TASK INSTRUCTIONS >> In the article on the Target security breach, how many people had their names, home addresses, and e-mail addresses taken?

This story has been updated.

Target Corp., the second-largest U.S. discount retailer, cut its U.S. unit's fourth-quarter forecast and said the recent security breach affected more people and more information than previously thought was taken.

Names, home and e-mail addresses for as many as 70 million people were taken, the Minneapolis-based company said today in a statement. That information is in addition to the credit- and debit-card data of 40 million accounts that Target previously said was stolen. Molly Snyder, a spokeswoman, said today in an interview said that while it is likely the two groups of victims overlap, Target doesn't yet know the extent, and it is possible they are distinct.

Target is trying to keep customers' loyalty after data from shoppers' cards was stolen while they made purchases in stores from Nov. 27 to Dec. 15. The breach came during retailers' most important season of the year and at a time when many consumers already were restraining purchases. While Target said it couldn't estimate the costs of the breakdown, it said they may have a material adverse effect on fourth-quarter results.

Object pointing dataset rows
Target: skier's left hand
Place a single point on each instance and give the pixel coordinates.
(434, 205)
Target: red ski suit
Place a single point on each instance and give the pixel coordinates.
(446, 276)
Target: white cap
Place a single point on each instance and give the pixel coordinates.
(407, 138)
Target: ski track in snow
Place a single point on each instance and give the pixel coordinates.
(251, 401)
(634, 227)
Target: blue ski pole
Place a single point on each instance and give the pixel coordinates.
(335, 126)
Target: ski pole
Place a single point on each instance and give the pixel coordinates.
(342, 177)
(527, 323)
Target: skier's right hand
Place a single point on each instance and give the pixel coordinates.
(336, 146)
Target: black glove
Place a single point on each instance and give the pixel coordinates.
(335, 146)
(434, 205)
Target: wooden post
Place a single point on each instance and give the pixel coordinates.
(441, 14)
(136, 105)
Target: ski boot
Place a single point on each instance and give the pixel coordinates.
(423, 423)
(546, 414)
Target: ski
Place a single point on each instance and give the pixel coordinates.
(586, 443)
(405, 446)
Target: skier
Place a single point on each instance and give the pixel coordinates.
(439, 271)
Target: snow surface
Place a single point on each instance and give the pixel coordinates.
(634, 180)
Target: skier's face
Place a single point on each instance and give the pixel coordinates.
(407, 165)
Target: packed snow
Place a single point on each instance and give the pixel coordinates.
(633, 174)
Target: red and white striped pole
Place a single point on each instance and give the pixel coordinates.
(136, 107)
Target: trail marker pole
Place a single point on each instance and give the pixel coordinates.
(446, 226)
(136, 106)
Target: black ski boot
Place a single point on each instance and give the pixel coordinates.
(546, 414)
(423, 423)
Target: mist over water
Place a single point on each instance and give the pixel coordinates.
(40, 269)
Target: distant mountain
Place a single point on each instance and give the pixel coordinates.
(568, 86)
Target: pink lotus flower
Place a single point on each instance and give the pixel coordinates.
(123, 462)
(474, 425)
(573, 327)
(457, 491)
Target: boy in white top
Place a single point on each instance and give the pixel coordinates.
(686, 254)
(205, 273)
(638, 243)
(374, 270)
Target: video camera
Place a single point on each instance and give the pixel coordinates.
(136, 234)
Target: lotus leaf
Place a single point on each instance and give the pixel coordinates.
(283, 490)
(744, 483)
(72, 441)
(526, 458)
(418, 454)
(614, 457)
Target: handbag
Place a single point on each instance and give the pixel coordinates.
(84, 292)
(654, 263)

ANSWER BELOW >> As many as 70 million people.